### Requirement
Transcribe the passage about Comdeco word for word, starting at "Comdeco’s qualities and" and ending at "arrived on station.".

### Passage given
"""

Latour said he believes Comdeco is a good example for what junior personnel should strive for.

“He’s a good person to emulate if you want to make rank fast and be a good leader,” said Latour. “He knows how to do all that.”

Comdeco’s qualities and abilities have not been lost on the junior personnel under his tutelage.

Petty Officer Raulito Galgana, MAG-12 command career counselor, was sponsored by Comdeco when he arrived on board here two years ago.

Galgana said Comdeco has been his primary mentor ever since he first arrived on station.

“I was meritoriously promoted last year, and I can actually say under his wing,” said Galgana. “He guided me, he mentored me. When I was in a jam or I had decisions to make, I consulted with him and he provided his advice, and most of the time if not all the time I followed his advice. He came to be an outstanding mentor for my career.”

Galgana said one of the things he learned from Comdeco was that at the end of every day he should ask himself what has he done for his junior personnel, the Navy and for himself.

“That only goes to show that whatever he does that day, whatever sacrifices he has made makes him that much of a better sailor,” said Galgana. “He is what a sailor of the year defines. He is a poster-child-sailor. He is what people should look up to and want to be when they’re at his level.”

Although Comdeco is appreciative of the recognition he’s received, he realizes some things continue to be more important than awards and recognition.

“It’s not about an award,” said Comdeco. “It’s more about getting the job done. Doing it right the first time.” It’s about taking care of the Marines and sailors around you and under your charge, he added.

"""

[A data block]
"""

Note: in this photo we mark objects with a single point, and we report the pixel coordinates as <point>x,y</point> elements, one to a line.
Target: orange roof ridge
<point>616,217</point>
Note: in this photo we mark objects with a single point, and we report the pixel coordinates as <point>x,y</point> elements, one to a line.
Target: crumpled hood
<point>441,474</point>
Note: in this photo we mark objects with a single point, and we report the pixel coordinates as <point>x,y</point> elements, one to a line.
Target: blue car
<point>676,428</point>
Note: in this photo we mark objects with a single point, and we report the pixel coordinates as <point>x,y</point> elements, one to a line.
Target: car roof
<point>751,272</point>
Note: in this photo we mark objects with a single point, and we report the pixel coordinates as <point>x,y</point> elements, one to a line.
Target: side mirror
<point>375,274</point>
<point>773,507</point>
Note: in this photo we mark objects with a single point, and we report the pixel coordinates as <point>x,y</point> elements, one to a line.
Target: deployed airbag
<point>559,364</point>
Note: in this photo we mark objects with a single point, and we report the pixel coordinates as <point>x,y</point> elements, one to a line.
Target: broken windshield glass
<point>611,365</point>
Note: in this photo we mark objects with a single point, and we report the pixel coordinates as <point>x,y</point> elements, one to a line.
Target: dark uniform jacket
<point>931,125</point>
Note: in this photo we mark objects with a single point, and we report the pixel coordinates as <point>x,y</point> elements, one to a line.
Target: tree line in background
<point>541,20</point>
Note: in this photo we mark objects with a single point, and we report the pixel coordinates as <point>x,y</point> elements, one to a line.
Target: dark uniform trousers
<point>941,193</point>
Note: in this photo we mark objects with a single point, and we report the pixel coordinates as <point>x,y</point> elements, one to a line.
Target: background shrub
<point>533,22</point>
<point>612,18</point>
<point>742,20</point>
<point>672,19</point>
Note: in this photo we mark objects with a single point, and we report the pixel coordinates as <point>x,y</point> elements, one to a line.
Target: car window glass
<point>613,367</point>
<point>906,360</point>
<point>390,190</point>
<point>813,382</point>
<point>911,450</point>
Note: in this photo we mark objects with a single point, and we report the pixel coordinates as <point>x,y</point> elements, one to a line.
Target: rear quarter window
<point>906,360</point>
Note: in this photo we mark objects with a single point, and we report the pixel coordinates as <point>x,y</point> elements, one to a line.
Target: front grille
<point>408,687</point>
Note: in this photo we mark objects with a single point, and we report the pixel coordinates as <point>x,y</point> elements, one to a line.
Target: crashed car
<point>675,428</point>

"""

### Exercise answer
Comdeco’s qualities and abilities have not been lost on the junior personnel under his tutelage.

Petty Officer Raulito Galgana, MAG-12 command career counselor, was sponsored by Comdeco when he arrived on board here two years ago.

Galgana said Comdeco has been his primary mentor ever since he first arrived on station.